Input rows:
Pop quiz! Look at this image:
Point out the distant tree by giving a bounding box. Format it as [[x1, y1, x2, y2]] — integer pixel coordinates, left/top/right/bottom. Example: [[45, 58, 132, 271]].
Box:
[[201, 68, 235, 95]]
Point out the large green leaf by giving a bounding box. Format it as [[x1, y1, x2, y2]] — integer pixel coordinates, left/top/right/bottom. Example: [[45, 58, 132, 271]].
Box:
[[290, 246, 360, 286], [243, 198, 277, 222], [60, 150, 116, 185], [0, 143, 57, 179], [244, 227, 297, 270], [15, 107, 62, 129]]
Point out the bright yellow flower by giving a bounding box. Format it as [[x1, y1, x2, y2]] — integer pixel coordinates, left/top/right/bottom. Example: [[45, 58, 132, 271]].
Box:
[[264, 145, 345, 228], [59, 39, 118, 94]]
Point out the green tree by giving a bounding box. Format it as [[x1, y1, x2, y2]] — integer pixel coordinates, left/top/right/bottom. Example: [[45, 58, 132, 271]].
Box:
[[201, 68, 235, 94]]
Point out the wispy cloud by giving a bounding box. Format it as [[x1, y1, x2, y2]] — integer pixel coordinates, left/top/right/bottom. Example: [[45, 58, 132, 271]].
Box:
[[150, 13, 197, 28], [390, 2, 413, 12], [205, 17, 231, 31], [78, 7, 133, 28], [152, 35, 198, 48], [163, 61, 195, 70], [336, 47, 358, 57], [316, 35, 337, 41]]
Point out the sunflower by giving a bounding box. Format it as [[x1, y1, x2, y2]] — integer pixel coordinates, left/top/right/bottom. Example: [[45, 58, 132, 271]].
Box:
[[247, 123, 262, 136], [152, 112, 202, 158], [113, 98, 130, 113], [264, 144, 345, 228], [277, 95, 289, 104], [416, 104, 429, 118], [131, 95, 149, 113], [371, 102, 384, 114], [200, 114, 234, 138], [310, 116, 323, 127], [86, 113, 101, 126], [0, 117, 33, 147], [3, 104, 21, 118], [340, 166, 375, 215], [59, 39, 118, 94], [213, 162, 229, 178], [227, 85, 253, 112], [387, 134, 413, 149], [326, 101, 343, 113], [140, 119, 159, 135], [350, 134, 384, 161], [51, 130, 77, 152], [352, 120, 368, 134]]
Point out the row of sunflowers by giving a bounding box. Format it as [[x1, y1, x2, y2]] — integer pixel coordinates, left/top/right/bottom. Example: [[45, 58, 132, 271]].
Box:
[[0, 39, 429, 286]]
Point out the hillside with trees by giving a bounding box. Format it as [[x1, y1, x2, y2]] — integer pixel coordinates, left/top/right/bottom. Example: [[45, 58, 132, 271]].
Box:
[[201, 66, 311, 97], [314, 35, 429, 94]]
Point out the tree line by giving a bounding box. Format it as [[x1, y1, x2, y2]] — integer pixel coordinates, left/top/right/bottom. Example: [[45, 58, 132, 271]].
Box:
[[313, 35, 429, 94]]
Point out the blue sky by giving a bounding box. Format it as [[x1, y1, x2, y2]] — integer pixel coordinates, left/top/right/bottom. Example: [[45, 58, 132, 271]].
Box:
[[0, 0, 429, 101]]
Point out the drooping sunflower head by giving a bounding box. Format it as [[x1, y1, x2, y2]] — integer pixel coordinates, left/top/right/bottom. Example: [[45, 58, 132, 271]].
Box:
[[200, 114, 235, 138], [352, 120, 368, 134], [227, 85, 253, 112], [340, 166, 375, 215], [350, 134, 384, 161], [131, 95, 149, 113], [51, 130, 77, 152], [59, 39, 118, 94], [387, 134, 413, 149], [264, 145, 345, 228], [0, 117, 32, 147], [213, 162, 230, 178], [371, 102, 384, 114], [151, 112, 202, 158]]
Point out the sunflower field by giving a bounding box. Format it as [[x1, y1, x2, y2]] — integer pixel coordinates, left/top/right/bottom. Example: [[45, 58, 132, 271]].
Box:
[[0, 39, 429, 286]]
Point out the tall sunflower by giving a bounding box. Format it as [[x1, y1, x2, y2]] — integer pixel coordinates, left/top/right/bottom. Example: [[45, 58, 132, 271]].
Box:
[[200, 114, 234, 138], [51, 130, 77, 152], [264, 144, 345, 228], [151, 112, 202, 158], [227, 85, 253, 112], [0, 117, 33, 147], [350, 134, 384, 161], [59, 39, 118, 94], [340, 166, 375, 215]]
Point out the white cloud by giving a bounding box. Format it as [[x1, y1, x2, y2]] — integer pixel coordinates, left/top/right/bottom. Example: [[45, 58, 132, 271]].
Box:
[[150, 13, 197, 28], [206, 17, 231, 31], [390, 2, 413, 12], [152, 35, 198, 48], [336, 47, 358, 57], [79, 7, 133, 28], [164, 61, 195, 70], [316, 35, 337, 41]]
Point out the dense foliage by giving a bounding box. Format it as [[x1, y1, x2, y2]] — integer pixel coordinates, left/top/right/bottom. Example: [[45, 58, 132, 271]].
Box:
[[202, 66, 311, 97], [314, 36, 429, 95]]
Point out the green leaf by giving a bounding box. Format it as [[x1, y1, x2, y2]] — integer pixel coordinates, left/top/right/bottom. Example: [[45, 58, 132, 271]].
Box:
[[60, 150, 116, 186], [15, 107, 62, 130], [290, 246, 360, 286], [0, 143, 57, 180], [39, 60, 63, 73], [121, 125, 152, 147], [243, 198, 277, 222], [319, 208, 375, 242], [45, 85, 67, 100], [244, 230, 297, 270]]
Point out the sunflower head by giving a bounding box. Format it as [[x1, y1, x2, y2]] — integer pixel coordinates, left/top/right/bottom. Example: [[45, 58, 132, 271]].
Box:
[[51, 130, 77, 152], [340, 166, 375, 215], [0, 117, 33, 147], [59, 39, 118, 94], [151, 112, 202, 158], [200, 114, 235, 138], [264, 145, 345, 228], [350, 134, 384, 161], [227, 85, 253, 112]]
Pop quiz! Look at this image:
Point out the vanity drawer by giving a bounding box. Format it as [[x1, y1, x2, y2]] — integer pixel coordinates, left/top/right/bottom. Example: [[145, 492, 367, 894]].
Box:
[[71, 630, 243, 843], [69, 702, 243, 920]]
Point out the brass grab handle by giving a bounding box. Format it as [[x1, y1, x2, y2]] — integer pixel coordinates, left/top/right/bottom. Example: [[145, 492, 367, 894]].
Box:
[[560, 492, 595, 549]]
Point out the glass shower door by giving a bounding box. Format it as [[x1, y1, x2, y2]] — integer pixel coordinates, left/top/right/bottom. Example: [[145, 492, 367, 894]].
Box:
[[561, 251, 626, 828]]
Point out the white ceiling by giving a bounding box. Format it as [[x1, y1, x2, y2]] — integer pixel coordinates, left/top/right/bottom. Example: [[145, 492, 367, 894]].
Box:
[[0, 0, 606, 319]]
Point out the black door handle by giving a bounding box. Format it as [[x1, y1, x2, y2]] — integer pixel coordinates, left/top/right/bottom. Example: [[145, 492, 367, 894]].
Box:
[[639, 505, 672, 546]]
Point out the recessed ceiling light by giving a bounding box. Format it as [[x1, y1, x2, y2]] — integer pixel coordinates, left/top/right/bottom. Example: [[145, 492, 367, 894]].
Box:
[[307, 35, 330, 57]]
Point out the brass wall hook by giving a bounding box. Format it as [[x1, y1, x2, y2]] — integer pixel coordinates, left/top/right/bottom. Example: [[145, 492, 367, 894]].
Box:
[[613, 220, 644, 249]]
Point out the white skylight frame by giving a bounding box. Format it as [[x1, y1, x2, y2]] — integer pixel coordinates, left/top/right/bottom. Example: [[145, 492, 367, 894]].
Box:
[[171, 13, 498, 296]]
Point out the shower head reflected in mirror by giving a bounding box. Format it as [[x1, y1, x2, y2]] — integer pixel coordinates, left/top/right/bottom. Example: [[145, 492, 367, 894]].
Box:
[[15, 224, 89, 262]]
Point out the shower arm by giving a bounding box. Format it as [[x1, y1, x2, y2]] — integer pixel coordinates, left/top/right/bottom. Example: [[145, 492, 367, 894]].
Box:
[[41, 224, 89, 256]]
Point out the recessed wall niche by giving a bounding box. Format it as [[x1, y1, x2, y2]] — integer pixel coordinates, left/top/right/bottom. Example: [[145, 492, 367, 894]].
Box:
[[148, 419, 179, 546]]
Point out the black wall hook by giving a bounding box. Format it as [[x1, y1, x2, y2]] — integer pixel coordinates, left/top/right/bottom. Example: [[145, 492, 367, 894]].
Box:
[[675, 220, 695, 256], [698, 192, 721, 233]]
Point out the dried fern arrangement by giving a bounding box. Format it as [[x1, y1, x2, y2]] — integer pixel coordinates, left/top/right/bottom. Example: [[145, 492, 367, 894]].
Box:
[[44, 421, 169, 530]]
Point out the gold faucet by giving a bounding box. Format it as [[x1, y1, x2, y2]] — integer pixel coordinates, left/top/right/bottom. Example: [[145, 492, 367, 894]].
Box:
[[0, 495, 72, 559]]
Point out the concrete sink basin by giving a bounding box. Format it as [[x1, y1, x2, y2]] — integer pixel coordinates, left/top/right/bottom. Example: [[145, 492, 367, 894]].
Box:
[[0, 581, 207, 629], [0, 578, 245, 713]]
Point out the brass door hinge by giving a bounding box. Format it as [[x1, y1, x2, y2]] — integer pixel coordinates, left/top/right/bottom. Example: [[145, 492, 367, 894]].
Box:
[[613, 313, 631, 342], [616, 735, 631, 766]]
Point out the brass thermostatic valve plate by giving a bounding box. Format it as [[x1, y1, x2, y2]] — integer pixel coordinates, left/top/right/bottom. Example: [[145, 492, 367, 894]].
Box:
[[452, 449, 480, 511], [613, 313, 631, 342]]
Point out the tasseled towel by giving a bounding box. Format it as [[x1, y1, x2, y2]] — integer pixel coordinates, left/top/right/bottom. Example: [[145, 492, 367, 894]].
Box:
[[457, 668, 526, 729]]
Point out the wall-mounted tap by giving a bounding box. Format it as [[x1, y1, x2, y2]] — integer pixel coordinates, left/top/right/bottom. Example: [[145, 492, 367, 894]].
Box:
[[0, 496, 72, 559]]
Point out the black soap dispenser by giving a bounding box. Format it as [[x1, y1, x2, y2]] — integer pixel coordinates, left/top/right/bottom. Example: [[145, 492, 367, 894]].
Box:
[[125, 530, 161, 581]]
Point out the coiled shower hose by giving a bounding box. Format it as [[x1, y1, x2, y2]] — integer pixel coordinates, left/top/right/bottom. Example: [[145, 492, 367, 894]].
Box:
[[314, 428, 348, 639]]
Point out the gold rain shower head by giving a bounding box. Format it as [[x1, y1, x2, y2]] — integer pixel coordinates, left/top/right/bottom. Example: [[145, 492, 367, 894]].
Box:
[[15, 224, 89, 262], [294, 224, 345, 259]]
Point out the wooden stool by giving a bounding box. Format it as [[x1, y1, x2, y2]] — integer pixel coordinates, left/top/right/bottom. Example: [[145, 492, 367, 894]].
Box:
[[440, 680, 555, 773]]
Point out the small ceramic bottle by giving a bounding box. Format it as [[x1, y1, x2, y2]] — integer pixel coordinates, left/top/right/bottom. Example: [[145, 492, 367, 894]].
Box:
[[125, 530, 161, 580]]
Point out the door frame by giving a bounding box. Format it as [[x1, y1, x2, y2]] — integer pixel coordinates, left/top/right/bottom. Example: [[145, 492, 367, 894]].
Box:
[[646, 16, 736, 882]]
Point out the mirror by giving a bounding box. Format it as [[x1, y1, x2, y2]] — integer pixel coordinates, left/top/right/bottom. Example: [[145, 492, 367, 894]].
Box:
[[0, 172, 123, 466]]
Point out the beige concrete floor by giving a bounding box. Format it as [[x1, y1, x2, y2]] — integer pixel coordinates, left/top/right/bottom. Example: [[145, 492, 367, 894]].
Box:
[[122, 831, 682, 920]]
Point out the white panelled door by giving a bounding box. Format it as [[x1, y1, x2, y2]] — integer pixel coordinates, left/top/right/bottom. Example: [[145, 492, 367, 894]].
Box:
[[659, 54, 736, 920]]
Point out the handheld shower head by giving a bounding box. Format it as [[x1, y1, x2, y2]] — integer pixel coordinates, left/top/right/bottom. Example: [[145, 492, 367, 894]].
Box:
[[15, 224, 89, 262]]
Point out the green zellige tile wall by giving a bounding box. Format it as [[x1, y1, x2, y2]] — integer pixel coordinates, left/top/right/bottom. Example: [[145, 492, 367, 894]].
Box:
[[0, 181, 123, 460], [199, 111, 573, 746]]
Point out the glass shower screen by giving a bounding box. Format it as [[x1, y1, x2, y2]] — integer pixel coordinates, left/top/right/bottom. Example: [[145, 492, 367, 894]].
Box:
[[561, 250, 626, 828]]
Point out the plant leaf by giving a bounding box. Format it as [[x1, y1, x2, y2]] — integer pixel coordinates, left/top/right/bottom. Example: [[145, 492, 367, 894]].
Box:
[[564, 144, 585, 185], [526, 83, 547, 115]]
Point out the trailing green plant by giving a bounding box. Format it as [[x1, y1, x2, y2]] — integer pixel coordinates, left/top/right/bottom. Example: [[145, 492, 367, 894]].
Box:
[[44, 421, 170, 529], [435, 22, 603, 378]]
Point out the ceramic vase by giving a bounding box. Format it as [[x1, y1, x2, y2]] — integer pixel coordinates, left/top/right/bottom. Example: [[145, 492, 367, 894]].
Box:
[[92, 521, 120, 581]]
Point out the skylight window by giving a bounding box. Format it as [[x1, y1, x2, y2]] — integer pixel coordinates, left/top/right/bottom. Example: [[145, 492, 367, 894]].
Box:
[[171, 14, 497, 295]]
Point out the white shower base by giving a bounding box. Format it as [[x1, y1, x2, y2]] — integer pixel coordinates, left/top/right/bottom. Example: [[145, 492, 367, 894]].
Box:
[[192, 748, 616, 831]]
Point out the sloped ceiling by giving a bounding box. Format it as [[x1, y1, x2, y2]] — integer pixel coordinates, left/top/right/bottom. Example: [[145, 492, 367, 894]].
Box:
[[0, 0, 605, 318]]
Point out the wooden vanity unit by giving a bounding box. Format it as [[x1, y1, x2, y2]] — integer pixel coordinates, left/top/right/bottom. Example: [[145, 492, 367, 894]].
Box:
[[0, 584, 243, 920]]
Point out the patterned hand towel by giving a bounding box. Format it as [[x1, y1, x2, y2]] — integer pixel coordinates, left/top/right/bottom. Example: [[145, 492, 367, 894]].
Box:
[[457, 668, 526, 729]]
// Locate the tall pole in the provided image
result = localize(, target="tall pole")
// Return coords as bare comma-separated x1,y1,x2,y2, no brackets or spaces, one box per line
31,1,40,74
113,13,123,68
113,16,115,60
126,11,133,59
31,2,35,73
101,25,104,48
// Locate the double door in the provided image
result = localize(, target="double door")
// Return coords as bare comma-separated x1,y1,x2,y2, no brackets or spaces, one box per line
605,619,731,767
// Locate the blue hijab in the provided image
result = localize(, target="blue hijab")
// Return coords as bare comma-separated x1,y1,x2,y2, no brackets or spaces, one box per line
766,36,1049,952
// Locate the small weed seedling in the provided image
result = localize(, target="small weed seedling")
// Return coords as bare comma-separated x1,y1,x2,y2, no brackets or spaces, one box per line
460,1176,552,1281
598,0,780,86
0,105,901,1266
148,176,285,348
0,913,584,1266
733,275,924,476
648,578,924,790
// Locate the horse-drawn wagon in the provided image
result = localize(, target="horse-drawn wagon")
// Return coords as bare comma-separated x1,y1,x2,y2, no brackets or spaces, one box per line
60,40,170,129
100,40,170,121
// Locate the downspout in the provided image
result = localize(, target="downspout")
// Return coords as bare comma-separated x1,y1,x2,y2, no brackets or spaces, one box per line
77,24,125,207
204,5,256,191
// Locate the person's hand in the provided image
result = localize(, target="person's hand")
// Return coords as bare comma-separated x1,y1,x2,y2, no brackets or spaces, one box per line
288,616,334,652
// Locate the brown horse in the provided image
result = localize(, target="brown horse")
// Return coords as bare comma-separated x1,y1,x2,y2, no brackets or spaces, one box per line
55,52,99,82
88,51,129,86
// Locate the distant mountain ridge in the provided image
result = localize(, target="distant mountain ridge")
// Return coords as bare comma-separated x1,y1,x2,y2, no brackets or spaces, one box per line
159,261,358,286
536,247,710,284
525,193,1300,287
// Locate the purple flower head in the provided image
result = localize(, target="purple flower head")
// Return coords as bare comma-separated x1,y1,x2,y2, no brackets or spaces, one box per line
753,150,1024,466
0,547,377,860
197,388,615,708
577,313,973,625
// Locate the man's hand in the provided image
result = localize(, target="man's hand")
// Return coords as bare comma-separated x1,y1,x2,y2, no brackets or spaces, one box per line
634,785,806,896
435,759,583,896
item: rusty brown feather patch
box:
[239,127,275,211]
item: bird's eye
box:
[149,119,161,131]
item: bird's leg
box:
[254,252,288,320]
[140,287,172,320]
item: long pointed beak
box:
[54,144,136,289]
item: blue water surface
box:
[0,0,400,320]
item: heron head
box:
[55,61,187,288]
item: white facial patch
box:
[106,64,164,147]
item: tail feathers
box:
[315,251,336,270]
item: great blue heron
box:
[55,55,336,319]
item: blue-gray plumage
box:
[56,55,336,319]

Challenge: List each line of the material above that contains the string "green", copying every such line in full.

Task answer:
Point out the large green leaf by giving a bounding box. Format it as [[x1, y1, x2, y2]] — integer pixel coordinates, left/top/right/bottom. Example: [[45, 58, 132, 271]].
Point out the green tree by giving a bounding box. Format it as [[x1, y1, x2, y2]] — integer pixel coordinates, left/top/right/bottom. Example: [[45, 58, 132, 271]].
Point out the green leaf by giving a bounding box. Format it as [[x1, y1, x2, y2]] — integer pixel coordinates, left/top/right/bottom. Example: [[45, 58, 132, 271]].
Point out the green zellige tile wall by giving a bounding box. Format it as [[x1, y1, x2, y2]] — integer pixel coordinates, left/top/right/bottom. Example: [[145, 492, 367, 894]].
Point out the trailing green plant by giving a bounding box. Format it as [[x1, y1, x2, y2]] — integer pixel coordinates, left/top/right/bottom. Example: [[145, 492, 367, 894]].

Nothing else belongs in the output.